#### Supplied records

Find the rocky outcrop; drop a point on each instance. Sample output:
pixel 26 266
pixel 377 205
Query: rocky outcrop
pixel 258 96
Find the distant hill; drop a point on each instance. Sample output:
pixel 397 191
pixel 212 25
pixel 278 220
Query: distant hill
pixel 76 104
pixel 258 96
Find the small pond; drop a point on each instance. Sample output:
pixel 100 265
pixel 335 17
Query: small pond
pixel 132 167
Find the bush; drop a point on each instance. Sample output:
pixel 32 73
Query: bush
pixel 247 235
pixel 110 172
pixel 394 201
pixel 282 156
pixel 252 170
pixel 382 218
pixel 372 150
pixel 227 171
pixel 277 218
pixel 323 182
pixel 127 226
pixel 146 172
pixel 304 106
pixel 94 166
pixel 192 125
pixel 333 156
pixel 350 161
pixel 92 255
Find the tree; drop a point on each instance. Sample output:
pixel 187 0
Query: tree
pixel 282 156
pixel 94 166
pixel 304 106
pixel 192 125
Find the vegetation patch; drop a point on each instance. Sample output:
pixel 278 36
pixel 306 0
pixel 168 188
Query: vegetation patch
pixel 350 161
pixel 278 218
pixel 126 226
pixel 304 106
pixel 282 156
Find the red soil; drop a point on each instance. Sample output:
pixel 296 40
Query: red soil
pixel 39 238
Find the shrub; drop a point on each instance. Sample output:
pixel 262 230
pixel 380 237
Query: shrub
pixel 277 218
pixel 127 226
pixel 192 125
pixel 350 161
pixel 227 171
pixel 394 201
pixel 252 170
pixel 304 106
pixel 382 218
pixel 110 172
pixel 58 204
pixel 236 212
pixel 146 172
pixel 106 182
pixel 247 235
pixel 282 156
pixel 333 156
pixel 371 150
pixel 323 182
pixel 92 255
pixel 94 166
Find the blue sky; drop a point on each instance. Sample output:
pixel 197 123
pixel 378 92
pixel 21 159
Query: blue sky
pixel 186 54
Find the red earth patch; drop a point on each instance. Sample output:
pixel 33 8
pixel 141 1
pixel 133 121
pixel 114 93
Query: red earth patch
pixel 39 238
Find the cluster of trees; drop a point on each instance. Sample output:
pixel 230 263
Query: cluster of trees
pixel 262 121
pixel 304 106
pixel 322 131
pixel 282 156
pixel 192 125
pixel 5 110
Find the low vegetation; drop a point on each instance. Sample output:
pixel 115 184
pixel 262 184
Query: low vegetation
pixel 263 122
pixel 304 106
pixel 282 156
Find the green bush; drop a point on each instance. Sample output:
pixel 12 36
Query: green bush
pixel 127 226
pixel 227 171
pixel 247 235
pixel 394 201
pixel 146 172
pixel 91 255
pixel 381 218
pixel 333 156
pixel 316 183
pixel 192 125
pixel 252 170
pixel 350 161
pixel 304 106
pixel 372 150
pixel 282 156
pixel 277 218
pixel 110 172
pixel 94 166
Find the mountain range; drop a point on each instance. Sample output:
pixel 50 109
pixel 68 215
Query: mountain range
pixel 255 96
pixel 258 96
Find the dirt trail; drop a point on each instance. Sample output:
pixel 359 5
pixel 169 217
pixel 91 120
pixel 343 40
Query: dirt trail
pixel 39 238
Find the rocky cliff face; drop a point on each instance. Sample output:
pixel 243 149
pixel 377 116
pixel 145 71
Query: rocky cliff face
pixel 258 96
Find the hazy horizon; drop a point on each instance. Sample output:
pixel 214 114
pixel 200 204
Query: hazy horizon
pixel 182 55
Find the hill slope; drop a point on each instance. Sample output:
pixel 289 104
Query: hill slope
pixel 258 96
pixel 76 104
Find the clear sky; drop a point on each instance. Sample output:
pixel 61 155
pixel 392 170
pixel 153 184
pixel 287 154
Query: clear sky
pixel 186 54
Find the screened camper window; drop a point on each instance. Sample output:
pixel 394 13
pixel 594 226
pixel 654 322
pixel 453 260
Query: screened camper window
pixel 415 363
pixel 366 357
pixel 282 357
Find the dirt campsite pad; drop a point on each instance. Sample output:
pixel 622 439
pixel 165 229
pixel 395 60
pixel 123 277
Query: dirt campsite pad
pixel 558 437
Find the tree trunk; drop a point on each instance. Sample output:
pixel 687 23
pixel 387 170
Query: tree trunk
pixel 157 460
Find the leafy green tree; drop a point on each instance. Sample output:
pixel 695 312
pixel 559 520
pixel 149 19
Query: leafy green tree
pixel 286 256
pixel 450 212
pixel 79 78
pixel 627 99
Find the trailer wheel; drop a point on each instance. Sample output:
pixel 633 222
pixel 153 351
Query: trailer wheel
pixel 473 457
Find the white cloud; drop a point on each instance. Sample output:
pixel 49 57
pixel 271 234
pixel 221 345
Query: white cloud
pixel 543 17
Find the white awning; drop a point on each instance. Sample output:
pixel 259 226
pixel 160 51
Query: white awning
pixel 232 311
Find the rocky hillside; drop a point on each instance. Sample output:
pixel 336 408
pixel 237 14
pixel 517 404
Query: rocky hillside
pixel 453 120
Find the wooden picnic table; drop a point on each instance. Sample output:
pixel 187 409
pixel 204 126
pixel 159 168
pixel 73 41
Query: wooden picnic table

########

Out of the data above, set down the lines from the one with "Find the red soil;" to the one with "pixel 114 93", both included, exactly as written and with no additions.

__Response box__:
Find the red soil; drop a point on each instance. Sample output:
pixel 296 40
Query: red soil
pixel 39 238
Find the shrub; drop a point on each instance. Sample output:
pixel 262 230
pixel 380 237
Query: shrub
pixel 277 218
pixel 127 226
pixel 192 125
pixel 350 161
pixel 227 171
pixel 394 201
pixel 252 170
pixel 304 106
pixel 382 218
pixel 110 172
pixel 58 204
pixel 236 212
pixel 146 172
pixel 106 182
pixel 247 235
pixel 282 156
pixel 333 156
pixel 371 150
pixel 323 182
pixel 92 255
pixel 94 166
Find the blue sky; drop a point on each instance. Sample output:
pixel 197 123
pixel 378 92
pixel 21 159
Query: blue sky
pixel 186 54
Find the red earth patch; drop a point on each instance. Sample output:
pixel 33 8
pixel 141 1
pixel 133 121
pixel 114 93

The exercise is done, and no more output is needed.